Pier Paolo Pasolini, un mistero lungo quarantatré anni

Katya Maugeri

Un’anima autentica, sincera, poetica e cruda che non volle mai accontentarsi. Un talento visionario che non accettò mai di omologare il proprio pensiero, né tantomeno le proprie azioni in una società che lo ritenne talmente scomodo da ucciderlo. Un uomo capace di apprezzare l’essenza della bellezza, la ricerca della verità. Forte, determinato senza alcun timore di cedere o lasciarsi intimidire dal potere. Ispirato sempre da una travolgente passione e da un costante conflitto interiore. È così che Pier Paolo Pasolini a quarantatré anni dalla sua morte continua a rappresentare sicuramente quell’intellettuale che osò raccontare le ombre mettendo a nudo la propria anima. E la sua morte nonostante gli anni trascorsi resta un enigma irrisolto: era la notte tra il 1° e il 2 novembre 1975, e Pier Paolo Pasolini veniva ucciso brutalmente: percosso e travolto dalla sua stessa auto sulla spiaggia dell’idroscalo di Ostia. L’omicidio fu attribuito a un “ragazzo di vita”, Pino Pelosi di  diciassette anni, che si dichiarò colpevole. Un agguato studiato in ogni dettaglio. Probabilmente con la scusa di trattare la vendita delle pizze del film “Salò”- rubate tempo prima -, lo convinsero ad andare a Ostia.

Attività da svolgere:
(1) Nell'articolo su Pasolini, elenca gli aggettivi con cui la prima frase descrive la sua anima.
(2) Stabilisci se le seguenti affermazioni concordano con l'articolo su Pasolini, motivando ogni risposta con le parole del testo: (a) Pasolini fu ucciso sulla spiaggia dell'idroscalo di Ostia; (b) Pino Pelosi si dichiarò innocente; (c) le pizze del film "Salò" erano state rubate.
Il materiale riportato qui non ha alcun ruolo in questo lavoro.

Voci di dati memorizzate
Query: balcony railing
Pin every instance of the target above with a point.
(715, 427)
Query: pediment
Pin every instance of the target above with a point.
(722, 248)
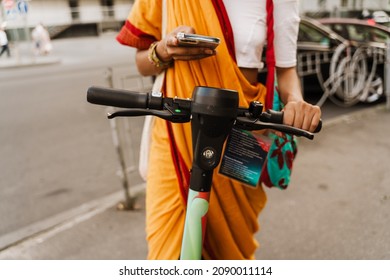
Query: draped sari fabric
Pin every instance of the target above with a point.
(234, 208)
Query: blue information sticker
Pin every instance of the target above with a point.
(244, 156)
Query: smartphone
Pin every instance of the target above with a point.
(196, 40)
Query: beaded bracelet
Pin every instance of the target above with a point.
(154, 59)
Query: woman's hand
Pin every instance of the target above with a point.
(302, 115)
(168, 49)
(297, 112)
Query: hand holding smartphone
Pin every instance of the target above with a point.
(196, 40)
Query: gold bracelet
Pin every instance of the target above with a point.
(154, 59)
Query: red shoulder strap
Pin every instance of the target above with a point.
(226, 27)
(270, 55)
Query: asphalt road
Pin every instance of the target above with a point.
(56, 149)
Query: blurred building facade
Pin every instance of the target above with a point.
(60, 15)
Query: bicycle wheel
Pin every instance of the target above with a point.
(348, 74)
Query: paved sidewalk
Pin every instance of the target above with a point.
(337, 206)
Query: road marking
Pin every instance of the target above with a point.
(43, 230)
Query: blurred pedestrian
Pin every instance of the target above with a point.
(4, 42)
(41, 38)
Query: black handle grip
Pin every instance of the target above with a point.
(117, 98)
(277, 117)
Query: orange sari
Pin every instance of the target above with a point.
(234, 207)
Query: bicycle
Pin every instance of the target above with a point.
(213, 112)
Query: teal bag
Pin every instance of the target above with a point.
(282, 152)
(277, 168)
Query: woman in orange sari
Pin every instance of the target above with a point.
(234, 207)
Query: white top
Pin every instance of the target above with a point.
(249, 23)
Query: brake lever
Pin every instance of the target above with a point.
(255, 124)
(166, 115)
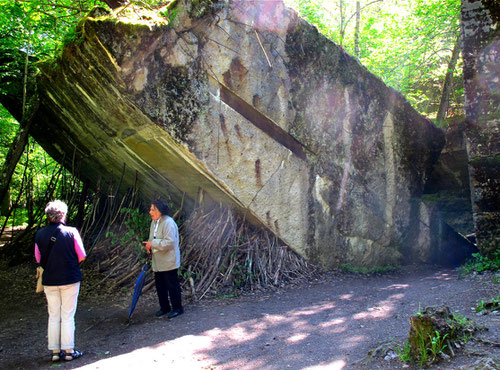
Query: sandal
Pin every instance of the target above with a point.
(70, 356)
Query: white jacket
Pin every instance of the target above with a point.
(165, 244)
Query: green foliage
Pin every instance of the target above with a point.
(404, 353)
(408, 44)
(376, 270)
(480, 263)
(437, 345)
(492, 304)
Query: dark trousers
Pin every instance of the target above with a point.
(168, 286)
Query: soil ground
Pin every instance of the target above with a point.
(332, 322)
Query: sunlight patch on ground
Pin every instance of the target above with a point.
(396, 286)
(334, 322)
(346, 297)
(335, 365)
(382, 310)
(353, 341)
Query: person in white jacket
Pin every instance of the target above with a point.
(163, 244)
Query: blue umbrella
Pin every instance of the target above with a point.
(138, 289)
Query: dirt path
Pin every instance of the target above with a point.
(332, 323)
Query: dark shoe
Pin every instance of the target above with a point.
(56, 356)
(161, 313)
(72, 355)
(175, 313)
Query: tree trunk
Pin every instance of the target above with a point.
(448, 83)
(341, 7)
(356, 31)
(13, 156)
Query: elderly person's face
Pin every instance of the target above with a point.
(154, 213)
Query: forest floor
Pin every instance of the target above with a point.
(337, 321)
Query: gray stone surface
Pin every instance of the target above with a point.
(250, 105)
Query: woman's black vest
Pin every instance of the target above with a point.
(62, 267)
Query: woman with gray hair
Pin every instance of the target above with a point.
(59, 250)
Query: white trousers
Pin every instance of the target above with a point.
(61, 304)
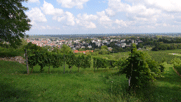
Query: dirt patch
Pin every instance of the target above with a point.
(16, 59)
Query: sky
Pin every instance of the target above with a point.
(103, 16)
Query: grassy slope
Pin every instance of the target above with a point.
(102, 85)
(83, 86)
(167, 89)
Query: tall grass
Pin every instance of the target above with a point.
(104, 85)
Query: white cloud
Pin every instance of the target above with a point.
(86, 20)
(167, 5)
(121, 22)
(67, 18)
(36, 15)
(33, 1)
(110, 12)
(104, 20)
(49, 9)
(72, 3)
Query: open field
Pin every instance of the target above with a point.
(156, 55)
(103, 85)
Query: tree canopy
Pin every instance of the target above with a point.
(13, 21)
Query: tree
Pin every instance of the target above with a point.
(139, 69)
(13, 21)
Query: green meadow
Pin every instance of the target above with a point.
(103, 85)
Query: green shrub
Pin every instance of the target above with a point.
(140, 69)
(10, 52)
(177, 64)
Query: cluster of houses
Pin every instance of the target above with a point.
(77, 43)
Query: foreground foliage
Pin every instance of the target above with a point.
(87, 85)
(140, 69)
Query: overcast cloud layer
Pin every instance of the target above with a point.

Risultati delle attività:
(1) Autentica, sincera, poetica, cruda.

(2)
(a) Sì: "percosso e travolto dalla sua stessa auto sulla spiaggia dell’idroscalo di Ostia".
(b) No: "che si dichiarò colpevole".
(c) Sì: "rubate tempo prima".